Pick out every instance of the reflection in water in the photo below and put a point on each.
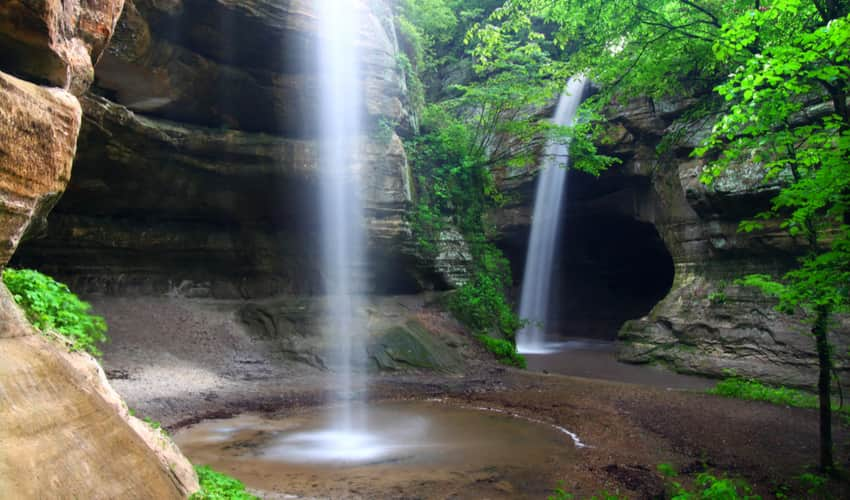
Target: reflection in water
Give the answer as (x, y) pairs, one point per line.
(402, 443)
(597, 359)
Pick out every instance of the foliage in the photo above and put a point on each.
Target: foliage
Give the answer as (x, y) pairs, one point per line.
(218, 486)
(766, 124)
(744, 388)
(456, 186)
(707, 487)
(504, 351)
(786, 114)
(51, 306)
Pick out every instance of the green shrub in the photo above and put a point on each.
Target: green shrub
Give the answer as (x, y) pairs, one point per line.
(743, 388)
(218, 486)
(51, 306)
(504, 351)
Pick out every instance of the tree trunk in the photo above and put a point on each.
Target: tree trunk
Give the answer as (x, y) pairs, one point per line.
(825, 365)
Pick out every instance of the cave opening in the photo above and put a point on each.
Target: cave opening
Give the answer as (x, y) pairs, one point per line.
(610, 266)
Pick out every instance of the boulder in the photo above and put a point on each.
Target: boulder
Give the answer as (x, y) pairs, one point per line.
(56, 42)
(696, 320)
(38, 134)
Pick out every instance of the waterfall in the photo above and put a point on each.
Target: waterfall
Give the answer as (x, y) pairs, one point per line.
(342, 221)
(551, 185)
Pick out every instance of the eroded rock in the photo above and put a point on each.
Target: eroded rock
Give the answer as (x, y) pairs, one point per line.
(56, 42)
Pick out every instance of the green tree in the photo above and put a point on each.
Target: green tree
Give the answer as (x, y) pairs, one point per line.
(781, 68)
(787, 113)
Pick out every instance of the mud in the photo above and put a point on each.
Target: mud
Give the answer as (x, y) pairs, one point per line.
(629, 428)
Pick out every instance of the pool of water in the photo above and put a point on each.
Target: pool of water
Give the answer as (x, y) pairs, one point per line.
(401, 449)
(598, 359)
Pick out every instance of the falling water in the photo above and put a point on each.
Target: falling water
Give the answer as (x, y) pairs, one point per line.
(551, 185)
(342, 237)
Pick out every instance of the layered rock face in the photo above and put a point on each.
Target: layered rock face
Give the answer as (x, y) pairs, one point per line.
(65, 433)
(197, 163)
(699, 322)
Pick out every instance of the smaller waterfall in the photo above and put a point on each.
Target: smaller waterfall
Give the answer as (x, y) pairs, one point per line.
(551, 185)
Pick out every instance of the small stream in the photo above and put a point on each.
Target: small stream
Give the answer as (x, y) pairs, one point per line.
(597, 359)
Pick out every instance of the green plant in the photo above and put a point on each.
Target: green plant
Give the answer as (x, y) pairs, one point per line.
(51, 306)
(218, 486)
(743, 388)
(504, 351)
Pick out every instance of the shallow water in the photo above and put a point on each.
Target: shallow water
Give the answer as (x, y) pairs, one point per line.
(598, 359)
(404, 448)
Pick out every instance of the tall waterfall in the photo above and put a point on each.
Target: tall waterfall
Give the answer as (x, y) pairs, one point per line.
(551, 185)
(342, 221)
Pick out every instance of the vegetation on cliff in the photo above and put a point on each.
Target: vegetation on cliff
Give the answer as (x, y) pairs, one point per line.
(51, 307)
(773, 76)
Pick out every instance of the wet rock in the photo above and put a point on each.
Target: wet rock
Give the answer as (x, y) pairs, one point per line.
(196, 168)
(658, 184)
(396, 339)
(412, 346)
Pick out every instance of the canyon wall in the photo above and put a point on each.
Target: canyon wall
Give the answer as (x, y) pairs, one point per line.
(65, 432)
(196, 168)
(647, 238)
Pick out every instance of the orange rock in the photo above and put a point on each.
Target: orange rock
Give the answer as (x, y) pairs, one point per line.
(38, 136)
(56, 42)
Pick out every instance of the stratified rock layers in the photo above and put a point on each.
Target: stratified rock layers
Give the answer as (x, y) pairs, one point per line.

######

*WHAT YOU HAVE TO DO*.
From the material above, copy everything exactly but the pictures.

*CORRECT RESPONSE*.
Pick out every instance of the reflection in water in the photo below and put a point on each.
Target: reflection in water
Give the answer as (x, y) pairs, one point per line.
(402, 443)
(597, 359)
Pick out every instance of the foliage in the photo above and put a point on each.
Target: foliage
Give the answer as (x, y) pairs, one point per line.
(218, 486)
(766, 124)
(744, 388)
(456, 186)
(707, 487)
(504, 351)
(786, 114)
(51, 306)
Pick out every instance of the green shrub in the photo above and put a point on each.
Target: green shrub
Give the answer as (x, y) pairs, one point per line.
(743, 388)
(218, 486)
(51, 306)
(504, 351)
Pick out every instance of the tree trunk in the photo above and put a point on each.
Target: tree trunk
Give the answer as (x, y) pairs, one point per line.
(825, 365)
Pick out every instance of the cave opening in the photo above and put a point on each.
Target: cave opening
Give the answer as (x, y) pairs, one point per line.
(610, 266)
Pick out every instance of the boulder in the photo above and put a point on each.
Target: boulder
Give the answer as (x, y) pairs, one point per line.
(56, 42)
(696, 320)
(38, 134)
Pick out every instance of the waterfall in the photo above and put a point on each.
Target: waterfall
Give the answer as (x, y) pairs, one point per line.
(342, 221)
(551, 185)
Pick out every instance of the eroded rock in the photo above and put a point on each.
Target: eroded rock
Give the answer as (x, y) pairs, one point per line.
(56, 42)
Pick out every instance of the green tree in the photo above and put a point on each.
Target: green tree
Give the answer as (x, y) pairs, one point per line.
(781, 68)
(787, 113)
Pick out every instance of the mud in the photo above and put a point on each.
Target: mud
Give the answer as (x, y) pairs, one point per line.
(629, 428)
Pick out every instance of the pool of water in the photo above and put a point on each.
Target: pool of water
Give the answer as (x, y) pairs, one point per line.
(401, 449)
(598, 359)
Pick out every instance of the falling water in the photo above and put a point on each.
Target: falling water
Give the answer as (x, y) pairs, one point per line.
(551, 185)
(342, 237)
Pick out every instance of the layered rock face in the photo above and put a point on each.
Target: layered rock face
Give the answer as (x, y) pairs, one point per line.
(65, 433)
(197, 163)
(699, 322)
Pick out every instance of the smaller waterfall in the photo above and put a point on each.
Target: smaller waterfall
Give the answer as (x, y) pairs, one point per line.
(551, 185)
Pick out every instance of the small stream in the photo above and put a point on each.
Target: small stream
Give the answer as (x, y) pairs, one point per line.
(597, 359)
Pick out every instance of the green plant in the photo above and put a point on each.
Target: green plant
Give the answer as (x, y) pairs, one point per line.
(51, 306)
(218, 486)
(743, 388)
(504, 351)
Pick out every instance of the shallow water in the photo above and put a point on each.
Target: shallow water
Give the answer as (x, y) pairs, one point per line.
(598, 359)
(404, 448)
Pick out every instance of the tall waterfall in the photo above and put a point on each.
Target: tall waterfall
Give the answer as (x, y) pairs, one point per line.
(551, 185)
(342, 221)
Pick out every instance of the vegetation on cliff in the photo above and put a point on each.
Target: vegetation on cliff
Give the answer as (x, y) pairs, one point per line.
(51, 307)
(773, 76)
Pick out every instance of the wet rock in the photo above and put a point on each.
Target: wet rock
Give the answer as (x, y) pairs, one point per line.
(196, 168)
(658, 184)
(396, 339)
(412, 346)
Pick out every instance of the canyon wall in the photo above and put a point on each.
Target: canyon wall
Give the answer as (x, y) pairs, one point per line.
(65, 432)
(196, 168)
(647, 238)
Pick out every instance of the orange rock in the photo above and put a point on each.
Target: orange rock
Give the answer as (x, y) pairs, one point per line.
(38, 136)
(56, 42)
Pick out every instance of the stratified rock layers in the photo above and put a point on each.
Target: stratified rock layers
Give the answer as (x, y) pairs, one point per line.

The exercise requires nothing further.